Source excerpt:

··········

[DTrace-devel] [PATCH 2/4] Aggregations are not appropriately reset

Kris Van Hees kris.van.hees at oracle.com
Thu Jan 7 19:39:51 PST 2021


On Thu, Jan 07, 2021 at 02:05:38PM -0800, Eugene Loh wrote:
> I've been trying to understand this suggestion, but simply haven't had 
> any luck.
> 
> Consider a situation in which an aggregation has data on some CPU other 
> than the first CPU.  There has been a snapshot, and so the aggregation 
> is in the hash table.  Now, we do another snapshot, which is what 
> triggers the bug.
> 
> If I understand the suggestion (and I probably do not), snap_one() (the 
> per-CPU/per-agg snapshot) is passed some function to move data from src 
> to dst.  Well, snap_one() does not know whether it is on the first CPU 
> or not nor whether the passed function copies or aggregates.  It finds 
> that the per-CPU/per-agg sequence latch number is 0.  So, should it skip 
> the data movement function?  It (later) finds that the per-CPU/per-agg 
> sequence latch number is nonzero.  So, should it invoke the src-to-dst 
> function?  If yes and yes, then we reproduce the buggy behavior 
> (aggregating current data with data from an earlier snapshot).

··········

Region labeling listing
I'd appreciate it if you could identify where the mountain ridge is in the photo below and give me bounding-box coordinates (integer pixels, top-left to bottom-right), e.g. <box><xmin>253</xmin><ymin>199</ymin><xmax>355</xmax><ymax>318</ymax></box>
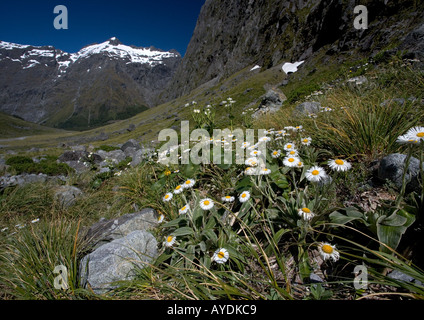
<box><xmin>162</xmin><ymin>0</ymin><xmax>424</xmax><ymax>101</ymax></box>
<box><xmin>0</xmin><ymin>37</ymin><xmax>181</xmax><ymax>129</ymax></box>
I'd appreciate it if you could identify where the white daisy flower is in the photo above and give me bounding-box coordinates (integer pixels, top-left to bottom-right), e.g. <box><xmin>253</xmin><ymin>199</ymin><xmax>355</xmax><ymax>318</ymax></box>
<box><xmin>241</xmin><ymin>141</ymin><xmax>250</xmax><ymax>149</ymax></box>
<box><xmin>183</xmin><ymin>179</ymin><xmax>196</xmax><ymax>188</ymax></box>
<box><xmin>396</xmin><ymin>134</ymin><xmax>418</xmax><ymax>144</ymax></box>
<box><xmin>178</xmin><ymin>204</ymin><xmax>190</xmax><ymax>214</ymax></box>
<box><xmin>283</xmin><ymin>142</ymin><xmax>296</xmax><ymax>151</ymax></box>
<box><xmin>162</xmin><ymin>192</ymin><xmax>174</xmax><ymax>202</ymax></box>
<box><xmin>259</xmin><ymin>136</ymin><xmax>271</xmax><ymax>142</ymax></box>
<box><xmin>239</xmin><ymin>191</ymin><xmax>250</xmax><ymax>202</ymax></box>
<box><xmin>250</xmin><ymin>150</ymin><xmax>262</xmax><ymax>157</ymax></box>
<box><xmin>286</xmin><ymin>150</ymin><xmax>299</xmax><ymax>157</ymax></box>
<box><xmin>221</xmin><ymin>196</ymin><xmax>235</xmax><ymax>202</ymax></box>
<box><xmin>259</xmin><ymin>168</ymin><xmax>271</xmax><ymax>175</ymax></box>
<box><xmin>244</xmin><ymin>167</ymin><xmax>256</xmax><ymax>176</ymax></box>
<box><xmin>200</xmin><ymin>198</ymin><xmax>214</xmax><ymax>210</ymax></box>
<box><xmin>163</xmin><ymin>235</ymin><xmax>177</xmax><ymax>247</ymax></box>
<box><xmin>305</xmin><ymin>166</ymin><xmax>327</xmax><ymax>182</ymax></box>
<box><xmin>275</xmin><ymin>130</ymin><xmax>286</xmax><ymax>136</ymax></box>
<box><xmin>328</xmin><ymin>159</ymin><xmax>352</xmax><ymax>171</ymax></box>
<box><xmin>173</xmin><ymin>184</ymin><xmax>184</xmax><ymax>194</ymax></box>
<box><xmin>297</xmin><ymin>207</ymin><xmax>315</xmax><ymax>221</ymax></box>
<box><xmin>300</xmin><ymin>137</ymin><xmax>312</xmax><ymax>146</ymax></box>
<box><xmin>406</xmin><ymin>127</ymin><xmax>424</xmax><ymax>141</ymax></box>
<box><xmin>271</xmin><ymin>150</ymin><xmax>281</xmax><ymax>158</ymax></box>
<box><xmin>244</xmin><ymin>157</ymin><xmax>259</xmax><ymax>167</ymax></box>
<box><xmin>212</xmin><ymin>248</ymin><xmax>230</xmax><ymax>263</ymax></box>
<box><xmin>318</xmin><ymin>242</ymin><xmax>340</xmax><ymax>262</ymax></box>
<box><xmin>283</xmin><ymin>157</ymin><xmax>300</xmax><ymax>168</ymax></box>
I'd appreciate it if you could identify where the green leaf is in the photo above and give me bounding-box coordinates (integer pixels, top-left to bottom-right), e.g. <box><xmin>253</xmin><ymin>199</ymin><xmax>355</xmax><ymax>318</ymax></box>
<box><xmin>163</xmin><ymin>216</ymin><xmax>187</xmax><ymax>228</ymax></box>
<box><xmin>181</xmin><ymin>162</ymin><xmax>200</xmax><ymax>178</ymax></box>
<box><xmin>299</xmin><ymin>247</ymin><xmax>311</xmax><ymax>279</ymax></box>
<box><xmin>172</xmin><ymin>227</ymin><xmax>194</xmax><ymax>237</ymax></box>
<box><xmin>376</xmin><ymin>210</ymin><xmax>415</xmax><ymax>253</ymax></box>
<box><xmin>201</xmin><ymin>229</ymin><xmax>218</xmax><ymax>242</ymax></box>
<box><xmin>236</xmin><ymin>176</ymin><xmax>252</xmax><ymax>192</ymax></box>
<box><xmin>329</xmin><ymin>207</ymin><xmax>369</xmax><ymax>226</ymax></box>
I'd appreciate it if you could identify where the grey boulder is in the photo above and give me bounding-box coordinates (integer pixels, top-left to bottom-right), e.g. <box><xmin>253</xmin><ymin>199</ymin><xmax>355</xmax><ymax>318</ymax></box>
<box><xmin>54</xmin><ymin>186</ymin><xmax>83</xmax><ymax>208</ymax></box>
<box><xmin>80</xmin><ymin>208</ymin><xmax>158</xmax><ymax>294</ymax></box>
<box><xmin>293</xmin><ymin>101</ymin><xmax>321</xmax><ymax>117</ymax></box>
<box><xmin>80</xmin><ymin>230</ymin><xmax>157</xmax><ymax>294</ymax></box>
<box><xmin>378</xmin><ymin>153</ymin><xmax>420</xmax><ymax>192</ymax></box>
<box><xmin>85</xmin><ymin>208</ymin><xmax>158</xmax><ymax>248</ymax></box>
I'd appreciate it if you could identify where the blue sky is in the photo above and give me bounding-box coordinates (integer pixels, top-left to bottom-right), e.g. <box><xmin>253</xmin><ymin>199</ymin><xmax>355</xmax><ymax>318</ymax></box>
<box><xmin>0</xmin><ymin>0</ymin><xmax>205</xmax><ymax>55</ymax></box>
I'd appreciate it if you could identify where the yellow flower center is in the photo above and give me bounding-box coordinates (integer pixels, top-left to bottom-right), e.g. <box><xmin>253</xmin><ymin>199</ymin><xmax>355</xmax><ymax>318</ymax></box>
<box><xmin>321</xmin><ymin>244</ymin><xmax>333</xmax><ymax>254</ymax></box>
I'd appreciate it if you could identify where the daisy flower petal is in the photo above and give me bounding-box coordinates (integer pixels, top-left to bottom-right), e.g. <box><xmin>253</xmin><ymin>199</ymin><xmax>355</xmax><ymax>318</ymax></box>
<box><xmin>212</xmin><ymin>248</ymin><xmax>230</xmax><ymax>263</ymax></box>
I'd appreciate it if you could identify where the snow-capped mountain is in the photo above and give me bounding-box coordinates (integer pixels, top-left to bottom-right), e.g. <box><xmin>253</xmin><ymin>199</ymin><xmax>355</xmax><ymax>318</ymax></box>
<box><xmin>0</xmin><ymin>37</ymin><xmax>181</xmax><ymax>129</ymax></box>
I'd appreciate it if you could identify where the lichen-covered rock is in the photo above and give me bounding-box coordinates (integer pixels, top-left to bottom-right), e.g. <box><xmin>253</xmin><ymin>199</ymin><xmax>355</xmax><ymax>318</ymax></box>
<box><xmin>80</xmin><ymin>230</ymin><xmax>157</xmax><ymax>294</ymax></box>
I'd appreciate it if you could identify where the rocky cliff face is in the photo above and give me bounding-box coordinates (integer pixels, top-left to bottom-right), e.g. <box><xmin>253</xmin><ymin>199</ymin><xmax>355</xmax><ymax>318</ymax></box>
<box><xmin>0</xmin><ymin>38</ymin><xmax>181</xmax><ymax>129</ymax></box>
<box><xmin>165</xmin><ymin>0</ymin><xmax>424</xmax><ymax>99</ymax></box>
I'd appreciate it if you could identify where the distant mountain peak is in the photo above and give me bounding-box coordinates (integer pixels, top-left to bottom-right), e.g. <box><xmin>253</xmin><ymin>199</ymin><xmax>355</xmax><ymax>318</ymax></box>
<box><xmin>0</xmin><ymin>37</ymin><xmax>181</xmax><ymax>129</ymax></box>
<box><xmin>109</xmin><ymin>37</ymin><xmax>122</xmax><ymax>46</ymax></box>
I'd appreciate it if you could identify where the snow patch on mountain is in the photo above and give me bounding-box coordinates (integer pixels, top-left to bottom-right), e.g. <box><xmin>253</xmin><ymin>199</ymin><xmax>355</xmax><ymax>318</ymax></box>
<box><xmin>0</xmin><ymin>37</ymin><xmax>179</xmax><ymax>74</ymax></box>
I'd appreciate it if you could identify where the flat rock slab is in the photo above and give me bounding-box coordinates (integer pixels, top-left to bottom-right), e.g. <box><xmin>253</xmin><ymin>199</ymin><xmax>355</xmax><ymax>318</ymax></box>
<box><xmin>80</xmin><ymin>230</ymin><xmax>157</xmax><ymax>294</ymax></box>
<box><xmin>85</xmin><ymin>208</ymin><xmax>158</xmax><ymax>249</ymax></box>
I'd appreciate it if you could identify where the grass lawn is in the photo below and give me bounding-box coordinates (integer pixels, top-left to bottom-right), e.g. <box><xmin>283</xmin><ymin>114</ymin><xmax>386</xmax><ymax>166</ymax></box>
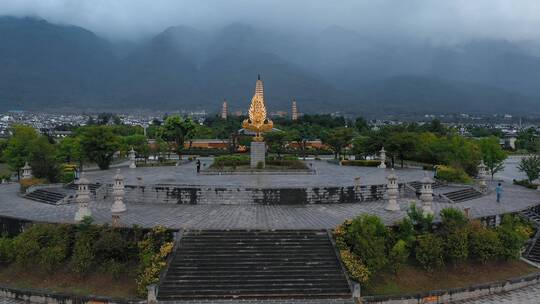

··········

Required task A:
Reproduce the DTrace-devel post in full, word for word.
Required task B:
In the listing, begin at the line that contains "I'd appreciate it if you could identify where the flat" and continue through the end of the listing, swapping "rock slab" for "stone slab" and keeping everything else the same. Give only those lines, and omit the pictures.
The listing has no connection to the DTrace-devel post.

Complete response A:
[DTrace-devel] [PATCH 2/4] Aggregations are not appropriately reset

Kris Van Hees kris.van.hees at oracle.com
Thu Jan 7 19:39:51 PST 2021


On Thu, Jan 07, 2021 at 02:05:38PM -0800, Eugene Loh wrote:
> I've been trying to understand this suggestion, but simply haven't had 
> any luck.
> 
> Consider a situation in which an aggregation has data on some CPU other 
> than the first CPU.  There has been a snapshot, and so the aggregation 
> is in the hash table.  Now, we do another snapshot, which is what 
> triggers the bug.
> 
> If I understand the suggestion (and I probably do not), snap_one() (the 
> per-CPU/per-agg snapshot) is passed some function to move data from src 
> to dst.  Well, snap_one() does not know whether it is on the first CPU 
> or not nor whether the passed function copies or aggregates.  It finds 
> that the per-CPU/per-agg sequence latch number is 0.  So, should it skip 
> the data movement function?  It (later) finds that the per-CPU/per-agg 
> sequence latch number is nonzero.  So, should it invoke the src-to-dst 
> function?  If yes and yes, then we reproduce the buggy behavior 
> (aggregating current data with data from an earlier snapshot).

Complete response B:
I'd appreciate it if you could identify where the flat stone slab is in the photo above and give me bounding-box coordinates (integer pixels, top-left to bottom-right), e.g. <box><xmin>253</xmin><ymin>199</ymin><xmax>355</xmax><ymax>318</ymax></box>
<box><xmin>80</xmin><ymin>230</ymin><xmax>157</xmax><ymax>294</ymax></box>
<box><xmin>85</xmin><ymin>208</ymin><xmax>158</xmax><ymax>249</ymax></box>
I'd appreciate it if you could identify where the grass lawn is in the photo below and give me bounding-box coordinates (integer pixels, top-left to bottom-right), e.g. <box><xmin>283</xmin><ymin>114</ymin><xmax>386</xmax><ymax>166</ymax></box>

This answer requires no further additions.